Copy each record exactly as it reads, leaving out any pictures it holds.

***

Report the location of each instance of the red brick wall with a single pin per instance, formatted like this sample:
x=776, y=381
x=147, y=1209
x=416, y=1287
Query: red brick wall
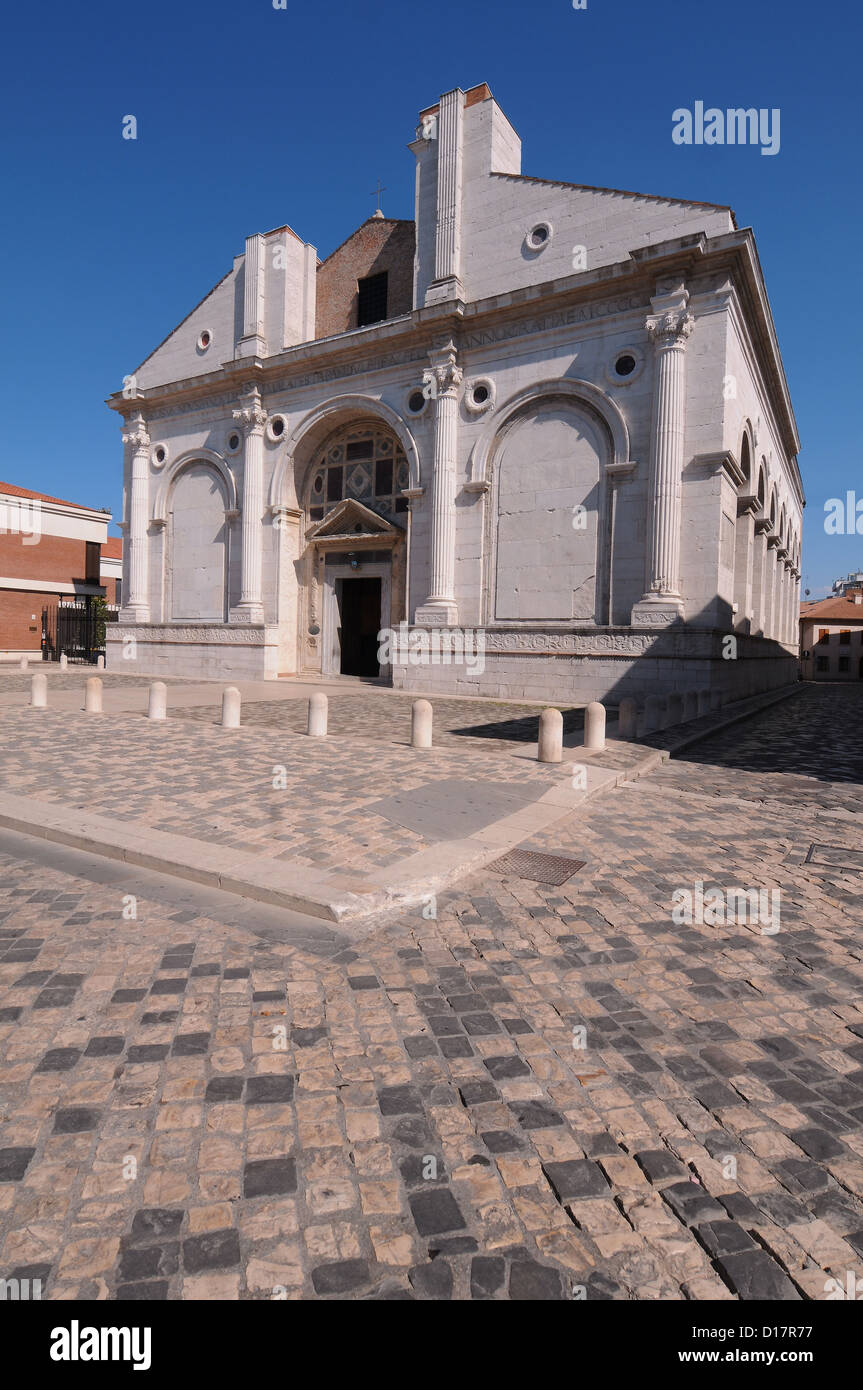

***

Expected output:
Report the location of each instance of the red brick wall with a single pin per instance, formatted like this sample:
x=776, y=381
x=147, y=1209
x=416, y=1287
Query: red brick wall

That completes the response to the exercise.